* STORED ROWS:

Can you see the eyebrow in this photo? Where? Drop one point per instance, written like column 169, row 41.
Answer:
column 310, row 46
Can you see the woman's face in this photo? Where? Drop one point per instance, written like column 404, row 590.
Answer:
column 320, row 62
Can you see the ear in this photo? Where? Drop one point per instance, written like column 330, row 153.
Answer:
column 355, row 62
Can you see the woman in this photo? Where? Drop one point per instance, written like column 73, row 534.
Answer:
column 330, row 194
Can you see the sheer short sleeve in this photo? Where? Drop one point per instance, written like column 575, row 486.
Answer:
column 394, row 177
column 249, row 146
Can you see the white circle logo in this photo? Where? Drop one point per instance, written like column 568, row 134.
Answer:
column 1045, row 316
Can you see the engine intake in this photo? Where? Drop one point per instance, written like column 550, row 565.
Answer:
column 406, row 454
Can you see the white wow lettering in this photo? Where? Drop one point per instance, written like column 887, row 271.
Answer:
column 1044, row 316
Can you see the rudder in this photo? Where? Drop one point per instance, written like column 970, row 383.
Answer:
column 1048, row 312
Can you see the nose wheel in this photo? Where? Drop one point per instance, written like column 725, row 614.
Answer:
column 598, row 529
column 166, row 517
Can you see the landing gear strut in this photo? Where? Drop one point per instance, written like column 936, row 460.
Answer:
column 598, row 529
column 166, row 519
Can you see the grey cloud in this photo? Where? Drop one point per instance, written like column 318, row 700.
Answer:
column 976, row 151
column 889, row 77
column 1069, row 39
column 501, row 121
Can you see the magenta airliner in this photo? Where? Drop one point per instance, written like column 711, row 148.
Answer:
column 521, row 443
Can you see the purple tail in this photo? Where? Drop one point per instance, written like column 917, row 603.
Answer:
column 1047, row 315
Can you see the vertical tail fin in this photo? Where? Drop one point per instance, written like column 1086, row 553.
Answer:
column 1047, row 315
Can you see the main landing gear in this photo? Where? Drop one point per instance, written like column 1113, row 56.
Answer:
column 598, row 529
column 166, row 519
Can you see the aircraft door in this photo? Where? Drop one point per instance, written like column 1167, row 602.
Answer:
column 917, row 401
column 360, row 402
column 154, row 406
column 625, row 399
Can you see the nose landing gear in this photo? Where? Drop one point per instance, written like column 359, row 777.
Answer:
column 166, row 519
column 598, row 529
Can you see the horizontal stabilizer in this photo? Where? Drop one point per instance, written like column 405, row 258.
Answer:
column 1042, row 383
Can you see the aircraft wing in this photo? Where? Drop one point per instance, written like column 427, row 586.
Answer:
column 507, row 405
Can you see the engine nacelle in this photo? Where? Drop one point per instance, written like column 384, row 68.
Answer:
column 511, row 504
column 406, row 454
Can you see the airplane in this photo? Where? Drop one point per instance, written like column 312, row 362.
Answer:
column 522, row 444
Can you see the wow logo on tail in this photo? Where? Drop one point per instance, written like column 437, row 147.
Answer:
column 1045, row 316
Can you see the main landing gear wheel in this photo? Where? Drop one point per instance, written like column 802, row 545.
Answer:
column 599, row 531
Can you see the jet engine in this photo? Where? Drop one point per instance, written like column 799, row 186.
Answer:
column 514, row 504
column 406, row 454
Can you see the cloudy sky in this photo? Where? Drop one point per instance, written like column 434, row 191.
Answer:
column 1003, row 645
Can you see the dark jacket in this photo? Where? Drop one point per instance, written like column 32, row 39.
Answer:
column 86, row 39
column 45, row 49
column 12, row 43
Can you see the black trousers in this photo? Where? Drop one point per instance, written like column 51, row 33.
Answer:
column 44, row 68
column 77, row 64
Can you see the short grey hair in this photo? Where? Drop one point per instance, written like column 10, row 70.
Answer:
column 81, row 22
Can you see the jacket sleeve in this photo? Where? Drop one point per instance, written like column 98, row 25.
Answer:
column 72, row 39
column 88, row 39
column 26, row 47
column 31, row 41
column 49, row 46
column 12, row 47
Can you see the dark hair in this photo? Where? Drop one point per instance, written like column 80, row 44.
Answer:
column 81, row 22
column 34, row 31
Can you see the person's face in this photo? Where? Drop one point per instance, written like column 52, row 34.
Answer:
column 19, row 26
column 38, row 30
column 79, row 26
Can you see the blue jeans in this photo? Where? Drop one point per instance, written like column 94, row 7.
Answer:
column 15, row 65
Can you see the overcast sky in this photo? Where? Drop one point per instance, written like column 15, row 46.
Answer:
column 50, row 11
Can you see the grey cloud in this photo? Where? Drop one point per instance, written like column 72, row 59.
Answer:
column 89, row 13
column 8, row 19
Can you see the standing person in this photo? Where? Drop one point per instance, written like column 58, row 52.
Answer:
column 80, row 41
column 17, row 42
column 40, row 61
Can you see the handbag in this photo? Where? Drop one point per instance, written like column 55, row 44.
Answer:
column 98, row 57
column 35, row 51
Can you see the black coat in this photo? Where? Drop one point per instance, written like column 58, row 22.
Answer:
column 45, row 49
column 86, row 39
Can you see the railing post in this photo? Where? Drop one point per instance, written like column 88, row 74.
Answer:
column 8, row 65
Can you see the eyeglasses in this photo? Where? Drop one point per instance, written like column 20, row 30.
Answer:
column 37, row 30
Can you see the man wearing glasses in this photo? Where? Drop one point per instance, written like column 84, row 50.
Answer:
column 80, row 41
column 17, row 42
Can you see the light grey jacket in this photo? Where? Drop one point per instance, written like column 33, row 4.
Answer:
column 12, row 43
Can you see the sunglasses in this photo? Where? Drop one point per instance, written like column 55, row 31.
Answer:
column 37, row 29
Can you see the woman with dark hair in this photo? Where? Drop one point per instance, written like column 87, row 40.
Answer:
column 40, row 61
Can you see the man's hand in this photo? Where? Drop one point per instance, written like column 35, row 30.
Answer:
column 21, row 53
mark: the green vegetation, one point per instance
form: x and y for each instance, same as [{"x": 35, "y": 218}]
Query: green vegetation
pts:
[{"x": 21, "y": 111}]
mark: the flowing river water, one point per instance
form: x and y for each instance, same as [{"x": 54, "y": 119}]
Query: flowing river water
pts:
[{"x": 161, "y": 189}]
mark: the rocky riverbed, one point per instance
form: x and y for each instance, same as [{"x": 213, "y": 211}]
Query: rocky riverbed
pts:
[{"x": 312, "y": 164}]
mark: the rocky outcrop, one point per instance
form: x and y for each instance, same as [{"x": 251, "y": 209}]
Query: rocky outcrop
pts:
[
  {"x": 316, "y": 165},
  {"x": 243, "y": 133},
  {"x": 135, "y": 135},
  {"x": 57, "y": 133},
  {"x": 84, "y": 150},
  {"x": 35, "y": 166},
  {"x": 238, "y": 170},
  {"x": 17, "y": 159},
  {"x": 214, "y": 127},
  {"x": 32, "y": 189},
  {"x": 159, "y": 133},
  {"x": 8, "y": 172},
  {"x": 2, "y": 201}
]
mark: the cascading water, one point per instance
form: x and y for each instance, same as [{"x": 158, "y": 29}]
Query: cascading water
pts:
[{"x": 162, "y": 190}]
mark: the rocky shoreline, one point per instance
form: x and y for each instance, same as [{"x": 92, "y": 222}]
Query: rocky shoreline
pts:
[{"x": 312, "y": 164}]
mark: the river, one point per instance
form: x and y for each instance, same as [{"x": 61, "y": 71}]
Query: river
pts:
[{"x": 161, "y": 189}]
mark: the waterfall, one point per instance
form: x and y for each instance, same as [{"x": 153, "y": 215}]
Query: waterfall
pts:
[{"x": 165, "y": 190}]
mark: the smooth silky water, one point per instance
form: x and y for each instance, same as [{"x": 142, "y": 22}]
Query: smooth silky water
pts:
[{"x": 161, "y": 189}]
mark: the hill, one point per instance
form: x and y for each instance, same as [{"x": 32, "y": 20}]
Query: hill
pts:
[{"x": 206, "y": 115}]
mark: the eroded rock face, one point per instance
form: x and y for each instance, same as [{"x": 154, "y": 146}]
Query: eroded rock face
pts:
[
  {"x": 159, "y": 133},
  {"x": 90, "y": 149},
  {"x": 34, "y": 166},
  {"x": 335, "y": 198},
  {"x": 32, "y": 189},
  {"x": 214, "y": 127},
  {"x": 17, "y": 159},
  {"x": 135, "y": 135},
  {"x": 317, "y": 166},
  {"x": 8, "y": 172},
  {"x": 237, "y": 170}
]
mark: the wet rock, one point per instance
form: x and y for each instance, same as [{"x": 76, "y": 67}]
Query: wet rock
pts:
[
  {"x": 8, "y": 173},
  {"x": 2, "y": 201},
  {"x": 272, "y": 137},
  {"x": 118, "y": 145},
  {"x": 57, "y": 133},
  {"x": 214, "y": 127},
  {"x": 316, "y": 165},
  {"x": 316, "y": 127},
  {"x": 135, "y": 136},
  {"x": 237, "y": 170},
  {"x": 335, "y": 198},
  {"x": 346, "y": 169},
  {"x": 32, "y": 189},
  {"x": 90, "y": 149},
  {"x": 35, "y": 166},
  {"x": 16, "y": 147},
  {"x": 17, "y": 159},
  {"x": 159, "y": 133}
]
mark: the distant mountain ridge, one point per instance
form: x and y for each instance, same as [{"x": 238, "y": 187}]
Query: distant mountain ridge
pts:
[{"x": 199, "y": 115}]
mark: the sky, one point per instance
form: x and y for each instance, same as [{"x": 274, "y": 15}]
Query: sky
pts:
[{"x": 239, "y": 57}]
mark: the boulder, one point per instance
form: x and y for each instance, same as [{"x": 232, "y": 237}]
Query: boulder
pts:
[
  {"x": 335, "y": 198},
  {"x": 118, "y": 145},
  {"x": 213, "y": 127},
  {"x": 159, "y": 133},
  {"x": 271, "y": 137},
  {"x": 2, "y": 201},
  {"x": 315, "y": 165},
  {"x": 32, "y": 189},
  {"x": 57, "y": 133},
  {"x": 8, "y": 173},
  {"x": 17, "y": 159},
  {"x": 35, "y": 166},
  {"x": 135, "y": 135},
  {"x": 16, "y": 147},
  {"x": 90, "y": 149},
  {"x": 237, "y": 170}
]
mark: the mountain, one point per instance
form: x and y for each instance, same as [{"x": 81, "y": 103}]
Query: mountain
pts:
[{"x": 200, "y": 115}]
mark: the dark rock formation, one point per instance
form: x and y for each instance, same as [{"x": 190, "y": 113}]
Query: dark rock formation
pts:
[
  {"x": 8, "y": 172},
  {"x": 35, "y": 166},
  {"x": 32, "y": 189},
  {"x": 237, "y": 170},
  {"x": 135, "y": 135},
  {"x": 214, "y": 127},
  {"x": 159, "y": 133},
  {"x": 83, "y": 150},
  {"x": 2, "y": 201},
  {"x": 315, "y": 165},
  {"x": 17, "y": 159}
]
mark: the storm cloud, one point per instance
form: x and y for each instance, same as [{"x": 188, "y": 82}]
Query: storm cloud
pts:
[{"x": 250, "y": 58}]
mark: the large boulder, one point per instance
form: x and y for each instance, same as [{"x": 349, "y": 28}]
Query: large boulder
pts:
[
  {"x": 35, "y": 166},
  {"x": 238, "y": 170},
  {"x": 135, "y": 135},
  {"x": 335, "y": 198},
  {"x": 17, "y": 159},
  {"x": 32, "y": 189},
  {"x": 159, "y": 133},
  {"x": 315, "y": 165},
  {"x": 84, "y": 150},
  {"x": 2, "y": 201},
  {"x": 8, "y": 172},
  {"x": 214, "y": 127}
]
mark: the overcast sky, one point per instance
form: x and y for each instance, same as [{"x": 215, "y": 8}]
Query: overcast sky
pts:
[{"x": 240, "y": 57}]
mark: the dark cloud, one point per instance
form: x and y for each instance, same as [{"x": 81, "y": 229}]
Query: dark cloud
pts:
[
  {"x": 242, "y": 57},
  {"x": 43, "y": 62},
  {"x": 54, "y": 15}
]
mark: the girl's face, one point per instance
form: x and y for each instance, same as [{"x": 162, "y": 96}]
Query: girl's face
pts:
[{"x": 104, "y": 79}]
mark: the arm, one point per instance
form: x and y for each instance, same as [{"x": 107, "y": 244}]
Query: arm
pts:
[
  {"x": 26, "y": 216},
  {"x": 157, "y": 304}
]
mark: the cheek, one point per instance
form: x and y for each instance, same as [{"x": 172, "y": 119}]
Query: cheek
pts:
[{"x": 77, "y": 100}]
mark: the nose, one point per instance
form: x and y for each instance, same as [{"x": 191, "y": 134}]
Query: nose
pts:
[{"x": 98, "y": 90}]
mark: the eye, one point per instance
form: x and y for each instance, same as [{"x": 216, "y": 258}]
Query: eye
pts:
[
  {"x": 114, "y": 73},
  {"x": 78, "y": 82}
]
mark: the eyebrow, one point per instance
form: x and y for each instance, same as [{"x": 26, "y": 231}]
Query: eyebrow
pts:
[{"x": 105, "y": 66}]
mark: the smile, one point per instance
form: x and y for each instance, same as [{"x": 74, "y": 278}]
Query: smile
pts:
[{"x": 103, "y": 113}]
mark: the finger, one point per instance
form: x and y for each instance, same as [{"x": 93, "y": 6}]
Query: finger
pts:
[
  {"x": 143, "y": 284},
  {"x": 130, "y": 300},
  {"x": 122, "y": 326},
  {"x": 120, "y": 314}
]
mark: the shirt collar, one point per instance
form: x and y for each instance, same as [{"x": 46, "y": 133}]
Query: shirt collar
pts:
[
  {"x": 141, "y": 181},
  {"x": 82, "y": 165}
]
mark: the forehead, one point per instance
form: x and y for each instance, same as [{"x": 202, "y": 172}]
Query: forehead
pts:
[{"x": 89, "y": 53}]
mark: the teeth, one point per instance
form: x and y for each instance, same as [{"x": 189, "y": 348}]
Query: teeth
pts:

* WHAT IS BEING ASKED: Please retype the rows without any changes, beginning at the line that contains "Can you see the handbag" and stopping after the line that contains "column 8, row 65".

* SOLUTION BELOW:
Can you see the handbag in this photo? Where? Drop one point per instance, written like column 55, row 44.
Answer:
column 98, row 57
column 35, row 51
Can you see the black coat in this photo? Where? Drop one point per instance, written like column 58, row 22.
Answer:
column 45, row 49
column 86, row 39
Can you see the railing post in this photo? Where? Drop one point per instance, written like column 88, row 74.
Answer:
column 8, row 65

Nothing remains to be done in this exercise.